“Faremo tutto quel che è necessario per sostenere un forte mercato del lavoro a mano a mano che realizziamo ulteriori progressi verso la stabilità dei prezzi”. Sarebbe bello se giovedì prossimo Christine Lagarde ripetesse con parole sue quel che ha detto Jerome Powell all’annuale seminario della Federal Reserve a Jackson Hole. E sarebbe perfetto se la presidente della Bce rilanciasse la chiara e secca analisi del suo collega al vertice della Banca centrale americana: “Quattro anni e mezzo dopo l’arrivo del Covid-19 le distorsioni economiche stanno svanendo – ha esordito Powell –. L’inflazione si è ridotta in modo significativo. Il mercato del lavoro non è surriscaldato e le condizioni sono ora meno anguste di quelle che prevalevano prima della pandemia. Le strettoie dell’offerta si sono normalizzate. E il bilanciamento dei rischi per il nostro mandato è cambiato”.
Non c’è dubbio che il quadro generale nel quale i banchieri centrali debbono inserire la loro politica monetaria sia oggi profondamente diverso. La conseguenza logica delle parole di Powell, il suo “whatever it takes”, è che martedì 17 il consiglio della Fed potrà compiere una inversione di rotta facendo scendere il tasso di riferimento almeno di un quarto di punto portandolo al 5-5,25%. La Bce un primo taglietto lo ha già deciso a giugno e giovedì potrebbe aggiungerne un altro portando il tasso di riferimento al 4%. Lagarde ha sempre detto che bisogna guardare ai dati di fondo, ebbene l’inflazione ad agosto è scesa al 2,2%, in compenso l’economia dell’area euro si sta rapidamente avvicinando alla crescita zero (negli Usa sfiora il 3%) e il tasso di disoccupazione è al 6,5% (negli Usa al 4,3%). Dunque ci sono tutte le condizioni per un allentamento della politica monetaria.

_Azioni richieste_:
[1] Nel brano sulla politica monetaria, quali cambiamenti elenca Powell nella citazione che comincia con «Quattro anni e mezzo dopo l'arrivo del Covid-19»?
[2] Secondo il brano sulla politica monetaria, a quanto è scesa l'inflazione dell'area euro ad agosto?
[3] Prosegui il brano sulla politica monetaria partendo dopo la sua ultima frase.

_Righe del dataset_:
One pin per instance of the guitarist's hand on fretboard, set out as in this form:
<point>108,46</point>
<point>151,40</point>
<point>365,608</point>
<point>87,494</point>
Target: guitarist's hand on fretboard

_Le tue risposte_:
[1]
- Le distorsioni economiche stanno svanendo.
- L'inflazione si è ridotta in modo significativo.
- Il mercato del lavoro non è surriscaldato e le condizioni sono meno anguste di quelle che prevalevano prima della pandemia.
- Le strettoie dell'offerta si sono normalizzate.
- Il bilanciamento dei rischi per il mandato della Fed è cambiato.

[2] Al 2,2%.

[3]
In un sondaggio della Reuters condotto tra il 30 agosto e lo scorso giovedì, 64 economisti su 77 prevedono un taglio dello 0,25% giovedì prossimo e un altro di nuovo a dicembre. Ma la stessa Reuters interpellando fonti della Bce scrive che il consiglio è ancora diviso tra falchi e colombe. I primi, i guardiani dell’inflazione, temono che l’aumento dei salari nell’Eurozona blocchi la discesa dei prezzi, soprattutto nei servizi. Il paradosso è che tra questi falchi c’è la Bundesbank e i salari crescono più della media proprio in Germania, dove la recessione è già arrivata, in conseguenza sia dei rinnovi contrattuali sia dei sostegni governativi. Le colombe, tra le quali si colloca la Banca d’Italia, al contrario temono che sia l’inflazione a scendere addirittura sotto il target del 2% a causa di una domanda interna sempre più debole. A quel punto il costo del denaro troppo alto finirebbe per diventare un fattore recessivo.
Piero Cipollone, membro del comitato esecutivo della Bce, in una intervista a Le Monde pubblicata mercoledì scorso, ha parlato di “un rischio reale che la nostra posizione possa diventare troppo restrittiva. Dobbiamo garantire che l’inflazione converga verso il nostro obiettivo senza frenare inutilmente l’economia, perché abbiamo disperatamente bisogno di investimenti e crescita in Europa”. Le decisioni verranno prese riunione per riunione, ha aggiunto, tuttavia “i dati finora confermano la nostra direzione di marcia e spero che ci consentiranno di continuare a essere meno restrittivi”. Ciò ha alimentato ancor più le attese dei mercati e di tutti gli operatori economici.
Per l’Italia una riduzione che di qui a fine anno porti verso il 3% il tasso di riferimento è fondamentale. Il prodotto lordo italiano nel secondo trimestre è cresciuto dello 0,2% rispetto al trimestre precedente quando era salito dello 0,3%. Nel secondo trimestre del 2023 c’era stato un calo dello 0,4%, poi è tornato il segno più, ma siamo andati avanti a 0,1-0,2%. Continua l’aumento degli occupati, ma il tasso di disoccupazione resta al 6,8%. Se alla fine la crescita quest’anno si attestasse allo 0,8% il debito pubblico rispetto al Pil salirebbe di quattro punti percentuali: affinché si arrivi a quella stabilizzazione, che è obiettivo del governo e del processo di aggiustamento da negoziare con la Commissione europea, il Pil dovrebbe superare un punto percentuale con una inflazione vicina ai due punti. Spazi nel bilancio pubblico per spingere la crescita non ci sono, la politica di bilancio è bloccata, solo la politica monetaria potrà darci una mano.